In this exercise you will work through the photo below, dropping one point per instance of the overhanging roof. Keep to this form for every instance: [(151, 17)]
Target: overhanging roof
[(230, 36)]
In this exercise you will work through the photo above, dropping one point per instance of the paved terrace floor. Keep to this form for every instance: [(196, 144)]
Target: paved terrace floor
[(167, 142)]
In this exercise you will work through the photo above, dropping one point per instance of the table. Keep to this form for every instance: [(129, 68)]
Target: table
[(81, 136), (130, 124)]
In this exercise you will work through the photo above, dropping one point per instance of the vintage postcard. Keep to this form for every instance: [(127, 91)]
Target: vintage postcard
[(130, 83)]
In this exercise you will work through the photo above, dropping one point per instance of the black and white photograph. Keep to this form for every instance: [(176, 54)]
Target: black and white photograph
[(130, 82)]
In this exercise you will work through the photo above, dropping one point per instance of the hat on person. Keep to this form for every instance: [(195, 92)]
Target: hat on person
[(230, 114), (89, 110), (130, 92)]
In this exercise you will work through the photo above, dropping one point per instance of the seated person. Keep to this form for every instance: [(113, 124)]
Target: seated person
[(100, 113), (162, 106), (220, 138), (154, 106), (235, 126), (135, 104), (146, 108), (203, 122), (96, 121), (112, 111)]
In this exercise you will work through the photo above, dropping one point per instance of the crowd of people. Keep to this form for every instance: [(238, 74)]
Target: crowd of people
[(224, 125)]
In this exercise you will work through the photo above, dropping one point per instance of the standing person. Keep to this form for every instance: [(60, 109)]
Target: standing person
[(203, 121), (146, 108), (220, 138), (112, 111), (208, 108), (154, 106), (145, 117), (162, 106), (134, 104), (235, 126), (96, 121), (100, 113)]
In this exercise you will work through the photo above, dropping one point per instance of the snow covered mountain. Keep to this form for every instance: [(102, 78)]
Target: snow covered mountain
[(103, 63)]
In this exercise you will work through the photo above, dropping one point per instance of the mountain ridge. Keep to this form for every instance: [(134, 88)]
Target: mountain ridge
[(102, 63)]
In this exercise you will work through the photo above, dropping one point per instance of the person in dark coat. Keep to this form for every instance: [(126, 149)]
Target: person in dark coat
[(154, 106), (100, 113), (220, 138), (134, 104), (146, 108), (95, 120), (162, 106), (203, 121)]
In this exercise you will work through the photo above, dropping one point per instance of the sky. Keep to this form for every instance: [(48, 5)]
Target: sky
##########
▶ [To do]: "instance: [(126, 149)]" marks the first line to print; reproduce that line and every line after it through the end of the listing above.

▶ [Output below]:
In this exercise you will work through the photo above, dropping one point per instance of the person in dark coat. Keep to this form for every instance: [(126, 149)]
Target: person in dark coat
[(154, 106), (100, 113), (220, 138), (134, 104), (146, 108), (95, 120), (162, 106), (203, 121)]
In this exercise you will work through the photo above, dropping one point per instance of the sky. Keep to this form for every instance: [(48, 5)]
Target: sky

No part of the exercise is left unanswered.